▶ What to work on
Restate the entries below in full, exactly as they read, but without pictures.

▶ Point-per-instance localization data
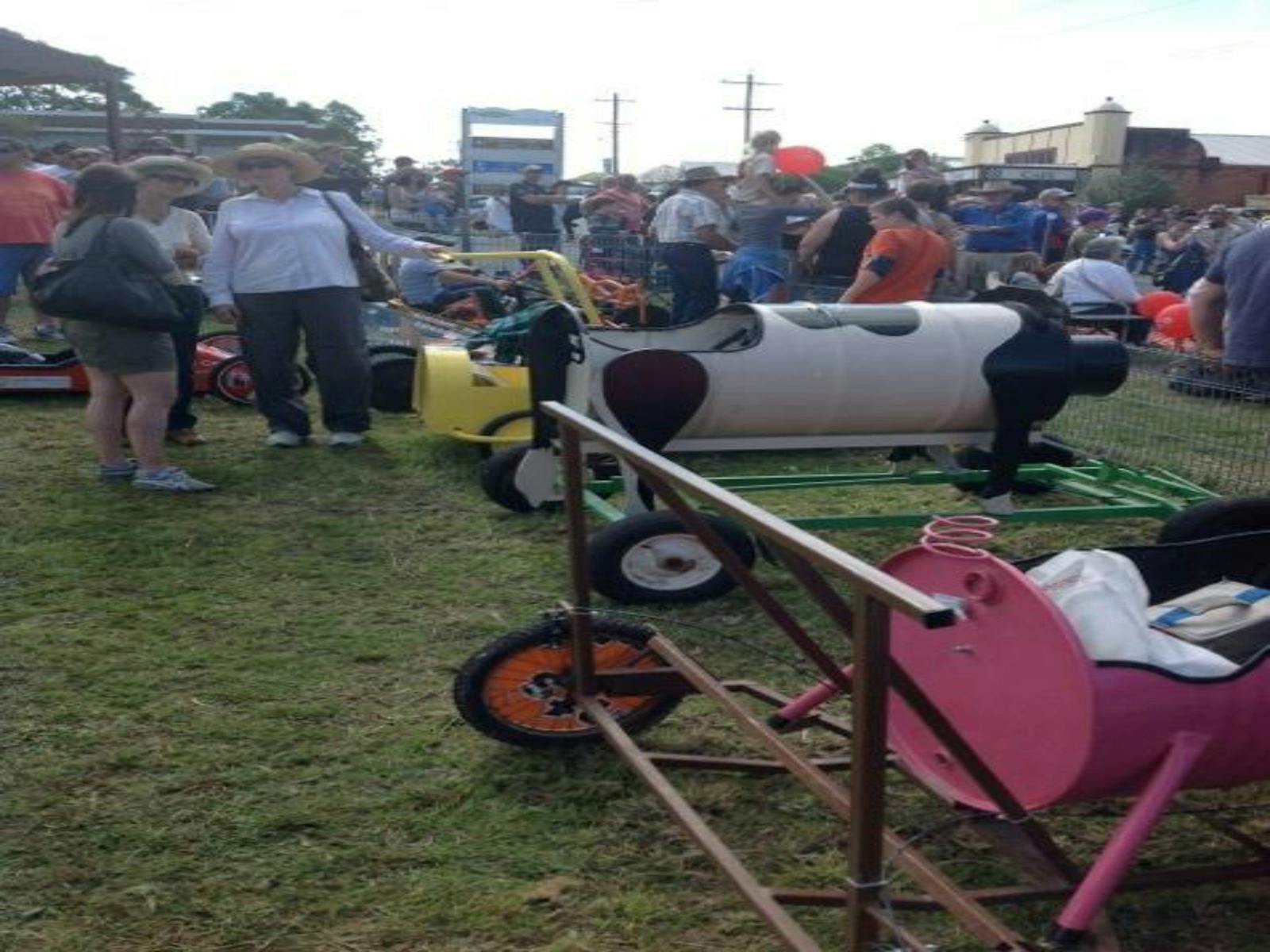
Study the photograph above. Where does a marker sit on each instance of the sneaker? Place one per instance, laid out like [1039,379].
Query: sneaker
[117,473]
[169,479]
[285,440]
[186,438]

▶ Result of the exercise
Study the photograph above. Where does a marker sit on each instance of the sneaker? Place one per instance, laid out like [1039,379].
Query: sneaker
[117,473]
[169,479]
[285,440]
[186,438]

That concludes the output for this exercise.